[Records contained in a dataset]
[Start of Attachment]

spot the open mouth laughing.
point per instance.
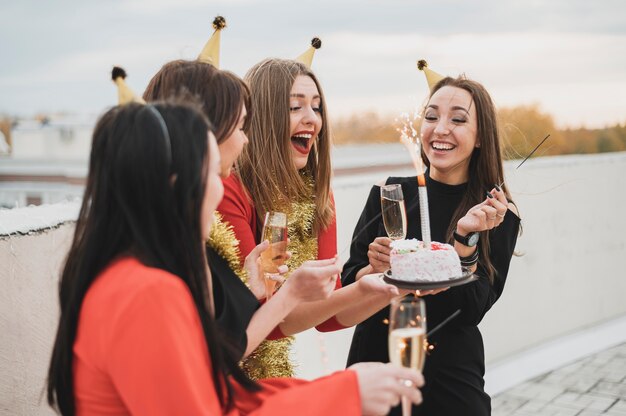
(302, 141)
(442, 146)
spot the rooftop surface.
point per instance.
(594, 385)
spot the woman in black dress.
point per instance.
(460, 147)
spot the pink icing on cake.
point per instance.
(411, 262)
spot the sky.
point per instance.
(567, 56)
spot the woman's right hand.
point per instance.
(382, 385)
(378, 253)
(314, 280)
(252, 266)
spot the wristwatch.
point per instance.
(469, 240)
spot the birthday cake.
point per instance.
(411, 261)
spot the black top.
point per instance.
(454, 369)
(234, 303)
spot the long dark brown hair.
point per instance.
(130, 206)
(221, 93)
(265, 166)
(485, 168)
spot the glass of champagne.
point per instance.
(393, 210)
(275, 231)
(407, 337)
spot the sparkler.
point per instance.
(410, 139)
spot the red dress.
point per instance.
(140, 349)
(238, 210)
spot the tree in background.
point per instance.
(523, 127)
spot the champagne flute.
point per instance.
(275, 231)
(407, 337)
(393, 211)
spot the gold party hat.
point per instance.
(307, 57)
(211, 51)
(431, 76)
(124, 93)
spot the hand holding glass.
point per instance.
(275, 231)
(393, 210)
(407, 337)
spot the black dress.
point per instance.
(454, 369)
(234, 303)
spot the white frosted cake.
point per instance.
(412, 262)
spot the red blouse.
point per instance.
(140, 349)
(238, 210)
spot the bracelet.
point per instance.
(470, 260)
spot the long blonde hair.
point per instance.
(266, 167)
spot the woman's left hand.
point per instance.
(373, 283)
(256, 277)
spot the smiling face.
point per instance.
(305, 118)
(231, 147)
(449, 134)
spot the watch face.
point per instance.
(472, 239)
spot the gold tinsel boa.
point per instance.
(272, 357)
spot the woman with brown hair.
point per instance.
(468, 208)
(286, 167)
(137, 333)
(225, 100)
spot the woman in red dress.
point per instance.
(137, 333)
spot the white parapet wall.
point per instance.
(33, 244)
(569, 279)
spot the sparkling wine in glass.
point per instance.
(407, 337)
(393, 210)
(275, 231)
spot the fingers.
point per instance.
(383, 241)
(321, 263)
(404, 373)
(378, 254)
(256, 252)
(498, 202)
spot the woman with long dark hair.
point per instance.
(136, 333)
(469, 209)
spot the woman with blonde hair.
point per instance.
(137, 332)
(286, 167)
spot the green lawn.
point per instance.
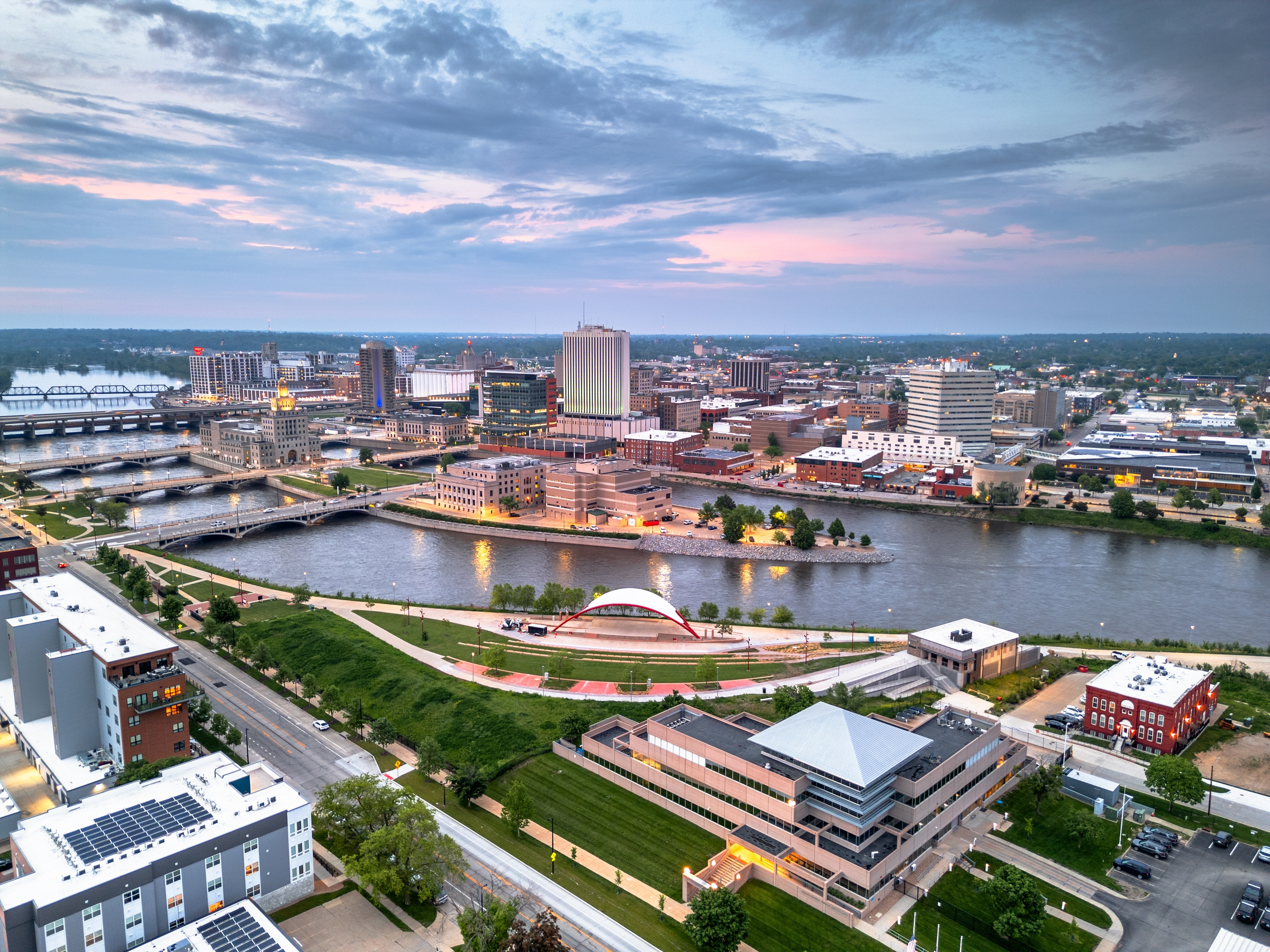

[End of Attachment]

- EXERCISE PROMPT -
What should appear is an exact copy of the lines from the one containing "spot the woman with long dark hair." through the last line of the records above, pictures excluded.

- YOUR SOLUTION -
spot the woman with long dark hair.
point per instance.
(136, 333)
(469, 209)
spot the woman with blonde hair.
point per instance.
(137, 332)
(286, 167)
spot the green lawn.
point per instance.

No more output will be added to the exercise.